━━━ STORED DATA ━━━
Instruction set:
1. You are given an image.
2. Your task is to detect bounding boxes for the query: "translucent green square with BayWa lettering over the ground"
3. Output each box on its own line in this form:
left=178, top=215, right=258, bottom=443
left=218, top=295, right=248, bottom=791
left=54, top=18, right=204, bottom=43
━━━
TASK STATEMENT: A complete answer reproduces every line of the records in which the word "left" occurs.

ANSWER TO THE PROBLEM:
left=178, top=215, right=258, bottom=443
left=218, top=295, right=248, bottom=791
left=54, top=18, right=204, bottom=43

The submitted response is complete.